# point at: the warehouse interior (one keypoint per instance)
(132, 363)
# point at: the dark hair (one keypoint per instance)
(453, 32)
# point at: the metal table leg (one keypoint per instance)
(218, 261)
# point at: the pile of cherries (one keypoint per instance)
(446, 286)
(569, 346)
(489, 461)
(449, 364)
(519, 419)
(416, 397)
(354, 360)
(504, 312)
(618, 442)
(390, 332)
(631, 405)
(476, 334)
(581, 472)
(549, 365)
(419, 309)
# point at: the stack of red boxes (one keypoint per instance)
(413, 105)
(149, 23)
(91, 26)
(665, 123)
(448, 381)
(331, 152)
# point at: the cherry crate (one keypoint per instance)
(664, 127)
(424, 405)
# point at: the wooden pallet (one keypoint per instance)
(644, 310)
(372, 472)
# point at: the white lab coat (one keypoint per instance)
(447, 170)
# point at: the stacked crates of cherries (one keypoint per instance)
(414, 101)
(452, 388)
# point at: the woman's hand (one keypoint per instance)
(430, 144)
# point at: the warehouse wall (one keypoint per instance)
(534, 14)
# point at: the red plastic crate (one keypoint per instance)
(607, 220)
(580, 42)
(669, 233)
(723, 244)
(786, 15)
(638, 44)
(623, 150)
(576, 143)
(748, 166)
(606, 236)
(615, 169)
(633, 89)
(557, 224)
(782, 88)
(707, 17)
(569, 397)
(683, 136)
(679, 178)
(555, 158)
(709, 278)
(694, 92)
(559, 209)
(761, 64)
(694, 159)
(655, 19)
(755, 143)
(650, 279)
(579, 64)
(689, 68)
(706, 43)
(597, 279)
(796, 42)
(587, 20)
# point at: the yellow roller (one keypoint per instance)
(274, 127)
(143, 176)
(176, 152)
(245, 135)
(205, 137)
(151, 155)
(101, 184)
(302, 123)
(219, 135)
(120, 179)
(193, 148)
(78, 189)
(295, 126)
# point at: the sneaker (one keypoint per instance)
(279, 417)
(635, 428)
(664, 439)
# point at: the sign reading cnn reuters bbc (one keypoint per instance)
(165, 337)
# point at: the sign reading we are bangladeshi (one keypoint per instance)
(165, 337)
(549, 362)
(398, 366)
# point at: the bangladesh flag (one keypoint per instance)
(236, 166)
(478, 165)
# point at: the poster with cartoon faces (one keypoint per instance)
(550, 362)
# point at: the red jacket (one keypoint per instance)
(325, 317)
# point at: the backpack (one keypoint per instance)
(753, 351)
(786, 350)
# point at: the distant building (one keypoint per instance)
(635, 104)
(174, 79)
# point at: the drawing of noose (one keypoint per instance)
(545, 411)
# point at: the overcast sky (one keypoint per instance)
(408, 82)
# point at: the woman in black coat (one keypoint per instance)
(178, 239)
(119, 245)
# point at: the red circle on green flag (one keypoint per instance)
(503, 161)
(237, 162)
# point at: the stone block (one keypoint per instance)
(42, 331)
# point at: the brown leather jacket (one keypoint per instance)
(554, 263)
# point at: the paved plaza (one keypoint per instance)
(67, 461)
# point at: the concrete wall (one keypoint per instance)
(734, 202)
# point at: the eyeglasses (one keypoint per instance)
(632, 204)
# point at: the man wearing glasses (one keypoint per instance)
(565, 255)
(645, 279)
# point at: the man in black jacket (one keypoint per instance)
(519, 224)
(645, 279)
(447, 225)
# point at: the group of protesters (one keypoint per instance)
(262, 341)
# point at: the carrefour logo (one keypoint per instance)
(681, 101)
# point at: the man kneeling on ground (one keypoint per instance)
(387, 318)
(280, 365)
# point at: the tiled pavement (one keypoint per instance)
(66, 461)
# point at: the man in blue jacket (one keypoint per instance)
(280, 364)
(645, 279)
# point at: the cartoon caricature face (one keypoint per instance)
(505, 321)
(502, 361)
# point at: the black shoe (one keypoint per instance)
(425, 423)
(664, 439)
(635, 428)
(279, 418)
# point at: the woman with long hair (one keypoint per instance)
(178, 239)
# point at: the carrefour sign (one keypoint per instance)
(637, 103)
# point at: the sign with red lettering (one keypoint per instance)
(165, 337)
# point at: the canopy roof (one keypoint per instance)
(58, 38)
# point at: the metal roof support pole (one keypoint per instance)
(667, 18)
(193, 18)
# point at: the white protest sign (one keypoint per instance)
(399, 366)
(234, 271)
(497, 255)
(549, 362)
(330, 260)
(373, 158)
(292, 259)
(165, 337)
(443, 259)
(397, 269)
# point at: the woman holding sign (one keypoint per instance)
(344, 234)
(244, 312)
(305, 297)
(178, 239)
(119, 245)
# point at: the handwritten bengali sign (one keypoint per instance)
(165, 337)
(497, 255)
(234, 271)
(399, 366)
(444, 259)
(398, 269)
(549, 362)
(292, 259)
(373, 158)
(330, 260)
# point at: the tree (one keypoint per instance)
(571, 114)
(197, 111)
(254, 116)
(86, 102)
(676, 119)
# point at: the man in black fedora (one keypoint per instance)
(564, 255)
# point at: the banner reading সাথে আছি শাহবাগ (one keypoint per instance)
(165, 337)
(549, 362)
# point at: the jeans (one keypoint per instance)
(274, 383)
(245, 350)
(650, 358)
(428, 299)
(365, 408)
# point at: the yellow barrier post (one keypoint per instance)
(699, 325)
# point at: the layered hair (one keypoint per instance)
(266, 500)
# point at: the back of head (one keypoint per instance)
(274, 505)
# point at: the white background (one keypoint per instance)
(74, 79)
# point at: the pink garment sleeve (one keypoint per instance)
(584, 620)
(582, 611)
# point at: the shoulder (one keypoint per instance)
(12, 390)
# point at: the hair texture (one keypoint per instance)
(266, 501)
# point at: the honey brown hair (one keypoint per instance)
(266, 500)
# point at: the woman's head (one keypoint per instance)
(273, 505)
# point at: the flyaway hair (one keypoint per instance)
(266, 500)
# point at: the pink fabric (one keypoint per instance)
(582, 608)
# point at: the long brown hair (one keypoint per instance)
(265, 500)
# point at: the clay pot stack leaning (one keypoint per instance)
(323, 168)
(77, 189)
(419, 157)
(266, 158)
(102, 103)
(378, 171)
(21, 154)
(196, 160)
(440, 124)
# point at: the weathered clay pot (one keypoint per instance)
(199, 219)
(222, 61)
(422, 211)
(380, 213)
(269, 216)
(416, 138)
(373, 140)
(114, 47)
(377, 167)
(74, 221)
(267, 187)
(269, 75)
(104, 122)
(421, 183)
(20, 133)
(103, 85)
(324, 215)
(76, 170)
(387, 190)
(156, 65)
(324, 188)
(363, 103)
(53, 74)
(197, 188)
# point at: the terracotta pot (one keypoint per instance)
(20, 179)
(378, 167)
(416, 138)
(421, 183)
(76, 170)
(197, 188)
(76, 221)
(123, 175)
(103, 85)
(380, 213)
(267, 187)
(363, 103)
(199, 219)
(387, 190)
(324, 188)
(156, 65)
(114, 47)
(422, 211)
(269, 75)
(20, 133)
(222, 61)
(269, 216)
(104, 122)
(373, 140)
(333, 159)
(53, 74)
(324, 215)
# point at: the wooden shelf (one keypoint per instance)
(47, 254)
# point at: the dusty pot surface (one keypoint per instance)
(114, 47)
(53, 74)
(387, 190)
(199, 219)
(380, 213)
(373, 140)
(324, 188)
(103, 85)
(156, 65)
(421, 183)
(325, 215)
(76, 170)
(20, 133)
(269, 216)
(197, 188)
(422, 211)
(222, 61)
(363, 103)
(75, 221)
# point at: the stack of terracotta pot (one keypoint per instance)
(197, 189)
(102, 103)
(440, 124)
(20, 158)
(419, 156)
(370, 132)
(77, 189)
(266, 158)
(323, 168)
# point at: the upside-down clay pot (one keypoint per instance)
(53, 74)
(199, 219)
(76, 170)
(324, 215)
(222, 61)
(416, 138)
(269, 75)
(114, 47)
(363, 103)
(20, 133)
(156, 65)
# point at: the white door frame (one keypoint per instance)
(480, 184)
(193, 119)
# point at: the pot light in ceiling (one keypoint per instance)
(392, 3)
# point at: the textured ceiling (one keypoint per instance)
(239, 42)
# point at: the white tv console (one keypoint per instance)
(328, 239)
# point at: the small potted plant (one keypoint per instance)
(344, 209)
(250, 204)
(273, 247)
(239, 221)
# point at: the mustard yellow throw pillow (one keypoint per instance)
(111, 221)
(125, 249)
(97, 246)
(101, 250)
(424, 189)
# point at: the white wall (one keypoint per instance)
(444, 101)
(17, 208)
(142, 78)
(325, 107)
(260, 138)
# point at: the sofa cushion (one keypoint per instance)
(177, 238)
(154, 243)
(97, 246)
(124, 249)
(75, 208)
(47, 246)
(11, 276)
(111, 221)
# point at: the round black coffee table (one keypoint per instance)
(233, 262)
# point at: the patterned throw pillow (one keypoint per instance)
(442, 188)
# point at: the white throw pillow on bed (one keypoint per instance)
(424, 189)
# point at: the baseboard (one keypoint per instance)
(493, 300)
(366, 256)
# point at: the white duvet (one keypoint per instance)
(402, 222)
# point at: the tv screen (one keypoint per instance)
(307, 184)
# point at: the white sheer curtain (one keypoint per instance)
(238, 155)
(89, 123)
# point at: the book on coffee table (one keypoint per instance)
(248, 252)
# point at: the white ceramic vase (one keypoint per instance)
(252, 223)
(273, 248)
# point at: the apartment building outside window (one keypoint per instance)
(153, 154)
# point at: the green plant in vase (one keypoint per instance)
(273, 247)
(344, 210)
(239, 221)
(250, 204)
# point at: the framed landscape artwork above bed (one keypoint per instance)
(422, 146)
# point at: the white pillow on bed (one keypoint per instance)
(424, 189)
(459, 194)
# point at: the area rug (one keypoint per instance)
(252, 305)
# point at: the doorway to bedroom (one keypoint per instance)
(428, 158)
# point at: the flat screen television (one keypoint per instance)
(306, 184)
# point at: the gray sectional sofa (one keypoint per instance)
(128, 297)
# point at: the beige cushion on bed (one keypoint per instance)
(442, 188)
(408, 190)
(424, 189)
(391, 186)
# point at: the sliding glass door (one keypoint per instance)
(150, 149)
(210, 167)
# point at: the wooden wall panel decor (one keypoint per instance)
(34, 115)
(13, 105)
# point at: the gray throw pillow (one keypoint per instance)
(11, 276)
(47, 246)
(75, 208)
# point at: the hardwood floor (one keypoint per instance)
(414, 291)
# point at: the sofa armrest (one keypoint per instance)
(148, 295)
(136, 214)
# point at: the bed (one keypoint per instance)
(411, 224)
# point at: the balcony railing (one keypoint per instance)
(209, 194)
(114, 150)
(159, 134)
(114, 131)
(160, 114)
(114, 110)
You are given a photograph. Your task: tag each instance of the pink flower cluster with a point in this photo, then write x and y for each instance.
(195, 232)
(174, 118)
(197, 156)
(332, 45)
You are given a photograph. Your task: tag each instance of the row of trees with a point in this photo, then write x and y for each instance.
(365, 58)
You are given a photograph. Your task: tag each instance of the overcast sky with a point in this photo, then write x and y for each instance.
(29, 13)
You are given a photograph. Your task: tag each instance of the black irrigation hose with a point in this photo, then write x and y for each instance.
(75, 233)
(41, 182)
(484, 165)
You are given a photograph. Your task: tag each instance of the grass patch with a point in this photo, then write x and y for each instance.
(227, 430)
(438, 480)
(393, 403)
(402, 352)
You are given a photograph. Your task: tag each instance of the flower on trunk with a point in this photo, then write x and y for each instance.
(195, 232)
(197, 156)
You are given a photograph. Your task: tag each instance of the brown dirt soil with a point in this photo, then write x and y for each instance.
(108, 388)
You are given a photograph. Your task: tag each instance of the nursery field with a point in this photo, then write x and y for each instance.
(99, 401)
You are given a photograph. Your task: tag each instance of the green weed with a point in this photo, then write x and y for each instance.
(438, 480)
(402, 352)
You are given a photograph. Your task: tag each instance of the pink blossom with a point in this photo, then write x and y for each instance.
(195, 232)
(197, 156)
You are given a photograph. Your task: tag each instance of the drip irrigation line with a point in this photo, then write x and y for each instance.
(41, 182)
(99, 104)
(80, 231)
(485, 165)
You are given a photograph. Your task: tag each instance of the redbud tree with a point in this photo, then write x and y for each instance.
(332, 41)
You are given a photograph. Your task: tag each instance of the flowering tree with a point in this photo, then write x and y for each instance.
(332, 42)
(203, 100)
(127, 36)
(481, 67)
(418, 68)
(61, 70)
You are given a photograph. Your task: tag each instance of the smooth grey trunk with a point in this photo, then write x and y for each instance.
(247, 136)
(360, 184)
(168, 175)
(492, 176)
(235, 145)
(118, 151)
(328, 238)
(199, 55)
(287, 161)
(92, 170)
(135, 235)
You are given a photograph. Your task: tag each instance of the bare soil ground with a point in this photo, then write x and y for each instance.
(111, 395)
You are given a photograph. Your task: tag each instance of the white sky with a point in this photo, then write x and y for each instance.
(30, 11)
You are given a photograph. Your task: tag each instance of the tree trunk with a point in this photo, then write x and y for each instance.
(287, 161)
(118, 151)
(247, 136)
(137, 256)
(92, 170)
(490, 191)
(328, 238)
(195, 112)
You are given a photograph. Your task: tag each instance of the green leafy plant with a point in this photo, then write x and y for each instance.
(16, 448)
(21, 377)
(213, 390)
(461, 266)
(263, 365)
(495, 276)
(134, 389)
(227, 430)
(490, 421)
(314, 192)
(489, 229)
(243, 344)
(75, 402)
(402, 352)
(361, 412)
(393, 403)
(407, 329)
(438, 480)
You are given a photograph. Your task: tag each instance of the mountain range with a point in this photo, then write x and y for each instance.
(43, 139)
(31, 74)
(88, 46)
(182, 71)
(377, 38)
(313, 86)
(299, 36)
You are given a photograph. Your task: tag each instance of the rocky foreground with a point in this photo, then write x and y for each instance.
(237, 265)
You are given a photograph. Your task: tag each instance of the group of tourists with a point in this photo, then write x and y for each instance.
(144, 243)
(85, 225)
-.-.-
# Requirement
In the listing above, find the line containing "of the tree", then reproduce it and each line after it through the end, exactly and with nothing added.

# Written solution
You are given a photograph. Your task: tag each instance of the tree trunk with a point in this photo, then write x and y for each instance.
(287, 161)
(118, 151)
(247, 136)
(137, 256)
(92, 170)
(490, 191)
(328, 238)
(195, 112)
You are given a photograph. Your task: tag each instance of the green leafy plant with a point in this photo, then write x and y for each instance.
(16, 448)
(21, 377)
(213, 390)
(461, 266)
(263, 365)
(495, 276)
(134, 389)
(227, 430)
(490, 421)
(314, 192)
(489, 229)
(243, 344)
(75, 402)
(402, 352)
(361, 412)
(393, 403)
(407, 329)
(438, 480)
You are given a photograph. Your task: tag each instance of the mountain range with a point in this photo, then write x and y for each instance.
(43, 139)
(31, 74)
(88, 46)
(182, 71)
(377, 38)
(313, 86)
(299, 36)
You are given a photograph. Your task: tag each instance of the rocky foreground with a point in this photo, then write x and y for each instance.
(237, 265)
You are given a photograph. Your task: tag each instance of the group of tourists with a point in this photo, then write x and y for each instance.
(144, 243)
(85, 225)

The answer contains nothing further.